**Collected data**
◆ ◆ ◆ ◆ ◆

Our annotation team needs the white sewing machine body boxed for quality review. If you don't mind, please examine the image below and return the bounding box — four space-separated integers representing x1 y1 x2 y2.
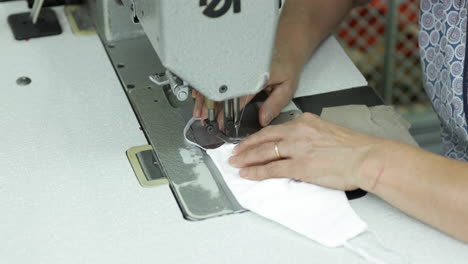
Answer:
135 0 277 101
1 1 468 263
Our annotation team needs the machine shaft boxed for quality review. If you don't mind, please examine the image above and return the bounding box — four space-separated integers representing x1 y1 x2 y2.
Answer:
223 99 234 137
224 99 233 121
233 97 240 137
222 98 241 138
205 99 216 122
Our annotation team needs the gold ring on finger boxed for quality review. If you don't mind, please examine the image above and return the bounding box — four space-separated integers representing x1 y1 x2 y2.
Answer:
274 142 281 159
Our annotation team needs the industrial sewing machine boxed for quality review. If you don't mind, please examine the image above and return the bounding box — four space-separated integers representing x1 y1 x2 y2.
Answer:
84 0 378 220
9 0 376 220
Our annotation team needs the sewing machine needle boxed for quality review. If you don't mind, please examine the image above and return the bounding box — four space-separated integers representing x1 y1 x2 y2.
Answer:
233 97 240 137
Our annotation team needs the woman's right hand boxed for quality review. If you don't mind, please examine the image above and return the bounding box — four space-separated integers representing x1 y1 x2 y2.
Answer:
257 56 301 127
192 58 301 128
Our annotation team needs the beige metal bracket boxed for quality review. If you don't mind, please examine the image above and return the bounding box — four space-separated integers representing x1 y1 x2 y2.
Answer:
127 145 168 187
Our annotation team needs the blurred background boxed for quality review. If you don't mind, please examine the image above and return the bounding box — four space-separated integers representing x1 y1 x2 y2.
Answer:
336 0 443 154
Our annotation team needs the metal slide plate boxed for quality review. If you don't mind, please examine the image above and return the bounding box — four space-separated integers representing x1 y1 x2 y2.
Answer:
102 35 246 220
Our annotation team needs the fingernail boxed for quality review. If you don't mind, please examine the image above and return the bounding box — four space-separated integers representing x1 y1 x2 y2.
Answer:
263 113 273 126
239 169 248 178
232 145 239 155
228 156 237 166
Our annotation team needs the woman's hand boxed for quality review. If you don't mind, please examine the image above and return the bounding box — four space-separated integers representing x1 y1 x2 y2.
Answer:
229 113 386 191
257 56 301 126
192 58 300 128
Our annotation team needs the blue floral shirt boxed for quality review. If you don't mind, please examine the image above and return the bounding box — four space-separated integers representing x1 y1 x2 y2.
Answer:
419 0 468 160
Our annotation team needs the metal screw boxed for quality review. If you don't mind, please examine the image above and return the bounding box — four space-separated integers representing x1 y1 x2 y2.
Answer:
177 90 188 101
219 85 228 93
16 76 31 86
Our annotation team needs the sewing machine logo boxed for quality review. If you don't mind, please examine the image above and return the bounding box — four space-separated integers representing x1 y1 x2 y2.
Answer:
199 0 241 18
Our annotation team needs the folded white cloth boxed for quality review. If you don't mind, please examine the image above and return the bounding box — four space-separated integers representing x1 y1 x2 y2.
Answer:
206 143 367 248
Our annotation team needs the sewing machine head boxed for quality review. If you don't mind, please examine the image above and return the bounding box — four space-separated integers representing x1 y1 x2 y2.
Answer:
135 0 279 140
136 0 277 100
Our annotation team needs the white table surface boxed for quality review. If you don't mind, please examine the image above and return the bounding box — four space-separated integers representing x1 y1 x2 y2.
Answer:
1 2 467 264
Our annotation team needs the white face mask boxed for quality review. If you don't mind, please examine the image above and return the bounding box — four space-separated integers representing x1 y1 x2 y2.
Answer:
206 143 367 248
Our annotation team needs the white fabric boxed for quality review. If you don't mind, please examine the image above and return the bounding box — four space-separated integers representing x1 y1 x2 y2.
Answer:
206 144 367 248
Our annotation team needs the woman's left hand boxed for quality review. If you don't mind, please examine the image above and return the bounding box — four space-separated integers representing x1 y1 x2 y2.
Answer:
229 113 385 191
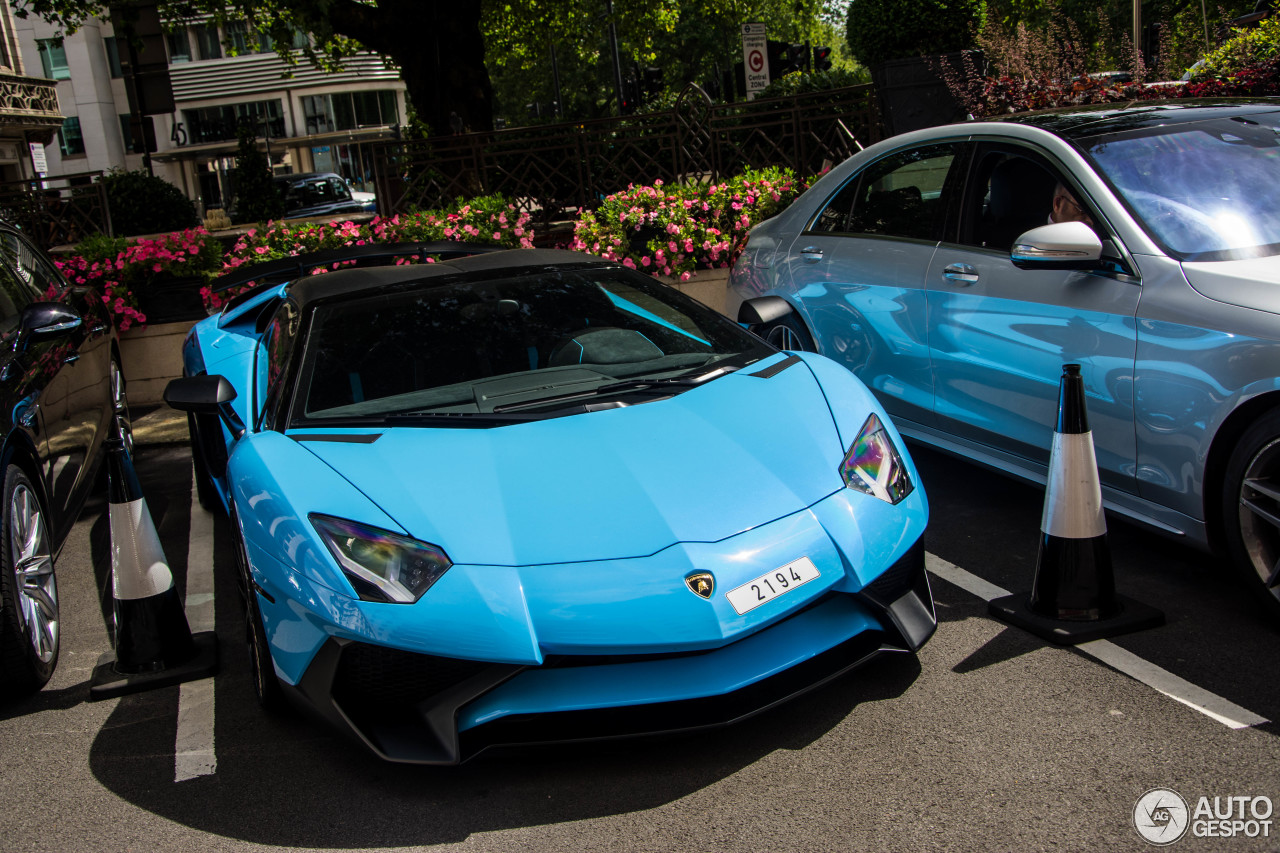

◆ ◆ ◆ ◆ ◆

**To do**
Search the records for the word "white" and return every line that holds it.

**Task output**
Our annotation team needs the white sewing machine body boxed for quality review. If you don't mind, please examine the image below and return the bounding box — four space-separated integers representing x1 y1 x2 y2.
Our annotation team needs the folded white cloth boxed for quality review. If you don't mind, please examine the image above and return the bounding box — four space-separated integers representing x1 y1 x2 y2.
Our annotation team needs the white table surface boxed for quality review. If you don't mind, please examine the image above and return the bounding box — four space-separated integers representing x1 y1 x2 y2.
Our annotation team needs the white face mask boxed for quality review. If you don't mind, please examine the image above and return the bounding box — four space-separated integers representing x1 y1 x2 y2.
Our annotation team needs the white fabric boxed for quality review. If you don't mind, please examine the image above and return the bounding box — four space-separated integers representing x1 y1 x2 y2.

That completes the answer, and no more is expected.